------ Information provided ------
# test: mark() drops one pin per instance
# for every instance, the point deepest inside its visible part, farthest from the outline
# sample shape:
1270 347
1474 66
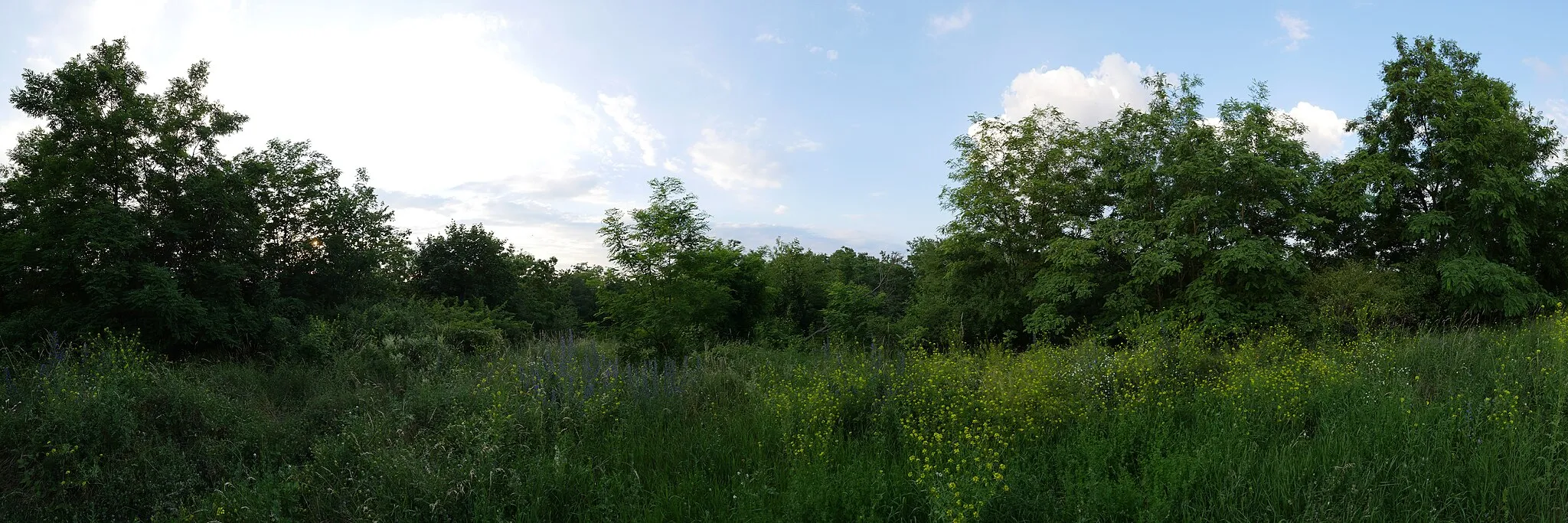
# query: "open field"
1167 426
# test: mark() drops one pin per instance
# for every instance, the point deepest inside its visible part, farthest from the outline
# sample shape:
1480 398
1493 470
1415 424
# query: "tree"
676 285
469 264
1454 182
121 212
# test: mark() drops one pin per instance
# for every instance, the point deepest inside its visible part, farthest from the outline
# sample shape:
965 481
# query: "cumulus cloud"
951 22
1295 30
1325 131
1087 98
733 164
623 110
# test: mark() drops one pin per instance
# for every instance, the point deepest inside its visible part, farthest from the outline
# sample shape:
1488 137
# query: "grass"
1452 426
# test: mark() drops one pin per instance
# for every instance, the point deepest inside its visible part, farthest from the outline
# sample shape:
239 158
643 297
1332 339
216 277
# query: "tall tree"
1454 175
678 286
121 212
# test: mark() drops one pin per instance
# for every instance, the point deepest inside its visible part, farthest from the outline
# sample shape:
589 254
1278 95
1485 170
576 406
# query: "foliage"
1170 423
121 212
679 288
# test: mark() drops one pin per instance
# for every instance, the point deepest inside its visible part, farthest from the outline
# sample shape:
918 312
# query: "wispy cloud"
951 22
733 164
623 110
803 145
1295 30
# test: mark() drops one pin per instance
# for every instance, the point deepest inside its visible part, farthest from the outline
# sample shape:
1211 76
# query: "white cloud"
1557 112
733 164
423 103
1325 131
803 145
623 109
1089 100
1295 30
951 22
11 129
1540 67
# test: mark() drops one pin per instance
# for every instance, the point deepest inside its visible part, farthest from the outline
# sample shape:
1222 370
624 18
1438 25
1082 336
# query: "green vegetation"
1465 426
1162 316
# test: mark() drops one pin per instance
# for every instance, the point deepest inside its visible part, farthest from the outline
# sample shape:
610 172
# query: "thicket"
1219 324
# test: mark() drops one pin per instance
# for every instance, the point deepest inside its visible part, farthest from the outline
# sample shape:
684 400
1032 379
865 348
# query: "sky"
824 121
------
[What this task involves]
Copy every line above word for word and exclude the pictures.

[Final answer]
# test: mark() drops one pin per instance
# for every instance, the point deepest inside its visible part, farthest from the outline
# sample shape:
1270 347
1474 66
# query: "open field"
1167 426
# test: mark() drops one pin per instance
# for every instance, the point deepest inside its visible part, farthest from the outline
# sample shape:
1480 398
1493 470
1415 424
# query: "tree"
676 285
469 264
1454 182
121 212
# test: mark() drops one pin per instance
# for every instance, the point deepest inside its visible part, farthest from the outline
# sample shape:
965 481
# query: "cumulus cloud"
951 22
1295 30
1325 131
1087 98
733 164
623 110
# test: mark() drops one pin per instance
# for every instance, the point deepest inside its visible part, farthest from the outline
# sample shape:
1488 137
# query: "grass"
1452 426
# test: mark() drops one pin per instance
# for every instance, the point deepest inside its visible part, farthest from the outline
# sample shape:
239 158
643 297
1332 339
216 277
# query: "tall tree"
1454 175
678 286
121 212
# test: mark() drops one pin per instance
# for every instance, the point deepest inside its visible part, farthest from the outline
# sample shape:
589 254
1278 95
1485 170
576 406
# query: "foliage"
1170 423
121 212
679 288
# test: mark() drops one pin per instance
# for every instance, the point deepest inside its visible part, farthest from the outline
# sample shape:
918 312
# query: "wispy cloud"
951 22
733 164
623 110
803 145
1295 30
# test: mark() drops one pin per instance
# for every instance, the point deepest inside its visible part, farthest from the outline
# sample shape:
1211 76
# query: "white cloud"
1557 112
733 164
423 103
1325 131
803 145
623 109
1089 100
1295 30
951 22
11 129
1540 67
# test: mark() drops one pin per instance
# for every instance, the point deepest inside its visible part, farthest from the outline
# sample shape:
1222 370
624 18
1438 25
1082 336
# query: "green vegetation"
1465 426
1162 316
# test: mark() drops one pin per instance
# for every instance, the point deepest inside its visible part, farthest from the outline
# sample shape:
610 172
# query: "thicket"
1219 324
# test: mark() drops one pin per instance
# for every instance, the point deepest inside its visible part, farthest from the outline
# sample shape:
684 400
1032 379
865 348
# query: "sky"
824 121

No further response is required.